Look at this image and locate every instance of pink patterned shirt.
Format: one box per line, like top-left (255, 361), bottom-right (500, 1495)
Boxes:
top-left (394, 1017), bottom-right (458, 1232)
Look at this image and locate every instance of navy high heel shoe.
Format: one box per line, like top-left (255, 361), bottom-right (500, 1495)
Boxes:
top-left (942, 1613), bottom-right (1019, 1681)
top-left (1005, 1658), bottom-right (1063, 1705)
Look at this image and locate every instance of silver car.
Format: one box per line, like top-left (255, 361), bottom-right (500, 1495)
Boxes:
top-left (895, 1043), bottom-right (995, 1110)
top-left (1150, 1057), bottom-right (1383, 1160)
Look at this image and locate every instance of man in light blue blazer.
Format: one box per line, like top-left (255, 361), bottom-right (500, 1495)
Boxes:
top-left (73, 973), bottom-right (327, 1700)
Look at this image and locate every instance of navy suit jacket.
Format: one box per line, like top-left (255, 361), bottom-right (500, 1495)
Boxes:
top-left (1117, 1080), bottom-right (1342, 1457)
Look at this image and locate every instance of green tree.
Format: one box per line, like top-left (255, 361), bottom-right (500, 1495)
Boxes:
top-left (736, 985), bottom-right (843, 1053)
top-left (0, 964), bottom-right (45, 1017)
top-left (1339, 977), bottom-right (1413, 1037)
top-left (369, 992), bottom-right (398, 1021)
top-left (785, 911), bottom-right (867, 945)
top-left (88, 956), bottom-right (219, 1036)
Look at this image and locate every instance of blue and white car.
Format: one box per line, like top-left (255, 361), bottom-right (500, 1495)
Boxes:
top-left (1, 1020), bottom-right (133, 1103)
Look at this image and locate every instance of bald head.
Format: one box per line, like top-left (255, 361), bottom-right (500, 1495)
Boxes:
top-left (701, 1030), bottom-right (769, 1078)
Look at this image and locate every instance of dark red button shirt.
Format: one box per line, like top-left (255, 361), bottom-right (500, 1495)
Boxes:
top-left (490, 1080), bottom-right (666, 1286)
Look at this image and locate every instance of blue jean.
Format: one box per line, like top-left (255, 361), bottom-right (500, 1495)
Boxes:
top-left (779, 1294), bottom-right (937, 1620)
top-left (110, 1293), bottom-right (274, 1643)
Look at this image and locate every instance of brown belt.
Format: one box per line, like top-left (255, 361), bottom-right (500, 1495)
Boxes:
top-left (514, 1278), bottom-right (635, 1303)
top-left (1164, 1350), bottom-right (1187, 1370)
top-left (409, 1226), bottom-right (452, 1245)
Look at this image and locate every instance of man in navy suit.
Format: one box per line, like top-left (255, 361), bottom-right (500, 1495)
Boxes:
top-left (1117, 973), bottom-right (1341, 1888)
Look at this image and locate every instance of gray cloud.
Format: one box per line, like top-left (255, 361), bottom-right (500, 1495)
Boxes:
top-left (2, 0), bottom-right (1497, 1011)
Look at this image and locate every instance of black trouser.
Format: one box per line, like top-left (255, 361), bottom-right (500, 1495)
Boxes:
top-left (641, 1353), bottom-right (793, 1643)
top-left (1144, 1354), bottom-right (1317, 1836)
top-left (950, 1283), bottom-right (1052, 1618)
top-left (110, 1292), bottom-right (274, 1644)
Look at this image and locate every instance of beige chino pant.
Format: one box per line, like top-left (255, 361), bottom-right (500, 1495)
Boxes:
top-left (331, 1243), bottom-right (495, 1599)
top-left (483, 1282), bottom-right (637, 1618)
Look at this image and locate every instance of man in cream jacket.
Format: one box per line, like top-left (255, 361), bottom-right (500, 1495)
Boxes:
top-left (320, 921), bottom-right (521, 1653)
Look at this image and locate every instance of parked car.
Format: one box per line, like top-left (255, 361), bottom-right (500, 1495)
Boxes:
□ □ □ □ □ □ □
Exercise details: After reading the data above, print it all again exactly.

Solved problem:
Look at this image and locate every instance of pink patterned shirt.
Format: one box per line, like top-left (255, 361), bottom-right (500, 1495)
Boxes:
top-left (394, 1017), bottom-right (458, 1232)
Look at this image and locate every instance of navy high heel shoe.
Format: one box per line, like top-left (255, 361), bottom-right (500, 1495)
Boxes:
top-left (942, 1613), bottom-right (1019, 1681)
top-left (1005, 1658), bottom-right (1063, 1705)
Look at this image and locate every instance of silver car.
Format: one box per line, like top-left (255, 361), bottom-right (500, 1495)
Boxes:
top-left (895, 1043), bottom-right (995, 1110)
top-left (1150, 1057), bottom-right (1383, 1160)
Look at this image and locate every instance of man in light blue blazer.
Format: one box per line, like top-left (255, 361), bottom-right (500, 1495)
Boxes:
top-left (73, 973), bottom-right (327, 1700)
Look at this image and locate every instance of navy suit jacket.
Format: one box per line, like top-left (255, 361), bottom-right (500, 1495)
Boxes:
top-left (1117, 1080), bottom-right (1342, 1457)
Look at this image and locate every instance of green tree.
Format: one box per line, like top-left (255, 361), bottom-right (500, 1495)
Boxes:
top-left (736, 985), bottom-right (843, 1053)
top-left (0, 964), bottom-right (45, 1017)
top-left (1339, 977), bottom-right (1413, 1037)
top-left (369, 992), bottom-right (398, 1021)
top-left (785, 911), bottom-right (867, 945)
top-left (88, 956), bottom-right (219, 1036)
Look at this image and locate every instance of blue and white car.
Format: one box per line, like top-left (255, 361), bottom-right (500, 1495)
Boxes:
top-left (1, 1020), bottom-right (133, 1103)
Look at this image and locate every instance of bald head.
Format: one box per line, like top-left (255, 361), bottom-right (500, 1495)
Boxes:
top-left (701, 1030), bottom-right (769, 1078)
Look at this image and locate every instance of dark red button shirt.
Format: one box per line, like top-left (255, 361), bottom-right (500, 1495)
Boxes:
top-left (490, 1080), bottom-right (666, 1286)
Look at this image and locate every instance of blue jean.
Format: one box per line, like top-left (255, 361), bottom-right (500, 1495)
Boxes:
top-left (779, 1294), bottom-right (937, 1620)
top-left (110, 1293), bottom-right (274, 1643)
Look at this image and locate every instance of brown belt.
Format: one box per line, like top-left (255, 361), bottom-right (500, 1495)
Boxes:
top-left (514, 1278), bottom-right (635, 1303)
top-left (1164, 1350), bottom-right (1187, 1370)
top-left (409, 1226), bottom-right (452, 1245)
Look at this image and locate every instance of man in navy suit.
Format: one box per line, like top-left (255, 361), bottom-right (500, 1495)
Boxes:
top-left (1117, 973), bottom-right (1341, 1888)
Look at this image and locate every instance of gray cloud.
Format: one box per line, like top-left (255, 361), bottom-right (500, 1495)
Boxes:
top-left (2, 0), bottom-right (1497, 1011)
Look at this image and locate every instance of black trouser.
Format: one box per line, like top-left (255, 361), bottom-right (500, 1495)
Boxes:
top-left (641, 1353), bottom-right (793, 1643)
top-left (1144, 1354), bottom-right (1317, 1836)
top-left (950, 1283), bottom-right (1052, 1618)
top-left (110, 1292), bottom-right (274, 1644)
Look at this image and locate every instance of beige chino pant.
Format: one box per line, like top-left (255, 361), bottom-right (500, 1495)
Boxes:
top-left (331, 1243), bottom-right (495, 1599)
top-left (483, 1282), bottom-right (637, 1618)
Look at this image and locate every instance of man in cream jacket.
Format: one box per line, like top-left (255, 361), bottom-right (500, 1495)
Boxes:
top-left (320, 921), bottom-right (521, 1653)
Look at this image and locate every instance of parked car.
Format: one box per line, like top-left (255, 361), bottom-right (500, 1495)
Boxes:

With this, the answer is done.